→ Required work
Copy the listing from the line with "label the woodpecker, a point per instance." to the line with "label the diagonal", both ends included and the requests kept, shifting every coordinate in the answers up by 92. Leave the pictures out.

→ Supplied records

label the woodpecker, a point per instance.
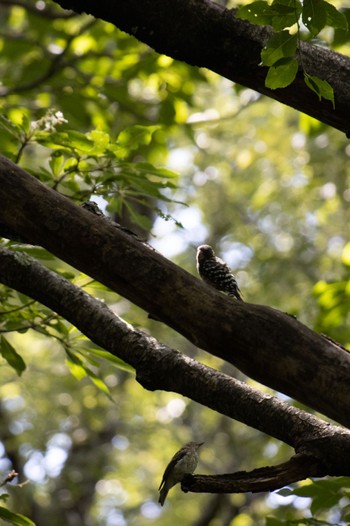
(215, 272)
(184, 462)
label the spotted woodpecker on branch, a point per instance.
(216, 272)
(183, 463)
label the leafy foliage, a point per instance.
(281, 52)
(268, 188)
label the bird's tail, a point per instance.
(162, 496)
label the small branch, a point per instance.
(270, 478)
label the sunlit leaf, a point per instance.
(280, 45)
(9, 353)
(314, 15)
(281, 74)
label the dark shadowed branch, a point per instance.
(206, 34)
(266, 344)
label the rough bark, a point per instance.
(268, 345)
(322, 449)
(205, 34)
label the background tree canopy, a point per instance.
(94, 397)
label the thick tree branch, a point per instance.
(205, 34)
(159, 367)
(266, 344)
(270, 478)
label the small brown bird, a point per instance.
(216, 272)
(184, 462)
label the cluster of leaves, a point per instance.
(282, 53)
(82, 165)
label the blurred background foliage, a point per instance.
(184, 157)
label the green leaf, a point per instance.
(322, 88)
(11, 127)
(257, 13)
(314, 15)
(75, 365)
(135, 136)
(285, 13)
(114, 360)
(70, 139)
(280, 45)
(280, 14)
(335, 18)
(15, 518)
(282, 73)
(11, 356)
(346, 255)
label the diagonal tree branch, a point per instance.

==

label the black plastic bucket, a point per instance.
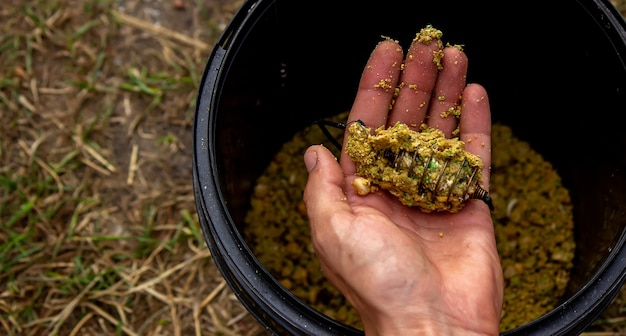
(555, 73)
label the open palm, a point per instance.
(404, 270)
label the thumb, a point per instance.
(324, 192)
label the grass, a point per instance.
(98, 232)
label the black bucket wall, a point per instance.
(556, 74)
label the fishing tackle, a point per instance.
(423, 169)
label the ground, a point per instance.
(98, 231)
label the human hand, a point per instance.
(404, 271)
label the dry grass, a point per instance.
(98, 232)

→ Result for this task
label the woodpecker, a point per instance.
(307, 364)
(276, 554)
label the spotted woodpecker on branch, a point per instance.
(308, 364)
(275, 555)
label the leafy foliage, a point per instance.
(373, 144)
(360, 280)
label the bird's tail, a point per instance.
(254, 588)
label the small branch, a point per instance.
(362, 570)
label the sunlit leaf, a point per instance.
(372, 137)
(101, 445)
(406, 107)
(373, 166)
label the dark shadowed branch, a point per instance.
(298, 126)
(358, 436)
label the rough bark, a point per instance.
(360, 437)
(414, 541)
(297, 126)
label the background tree canopy, a point per instance.
(186, 489)
label the thick tree branch, a point per instance.
(297, 126)
(251, 459)
(358, 436)
(362, 570)
label the small brown bird, a point per instance.
(308, 364)
(276, 554)
label the cluster of leaves, a point per instance.
(374, 145)
(174, 257)
label the blurred background foliage, a point per instance.
(276, 249)
label the green leaf, a point per instance.
(414, 180)
(103, 219)
(349, 105)
(406, 107)
(167, 457)
(227, 228)
(377, 105)
(206, 452)
(162, 231)
(372, 137)
(372, 106)
(427, 110)
(107, 610)
(374, 165)
(103, 448)
(438, 347)
label the diagonal tree branch, a point per instance.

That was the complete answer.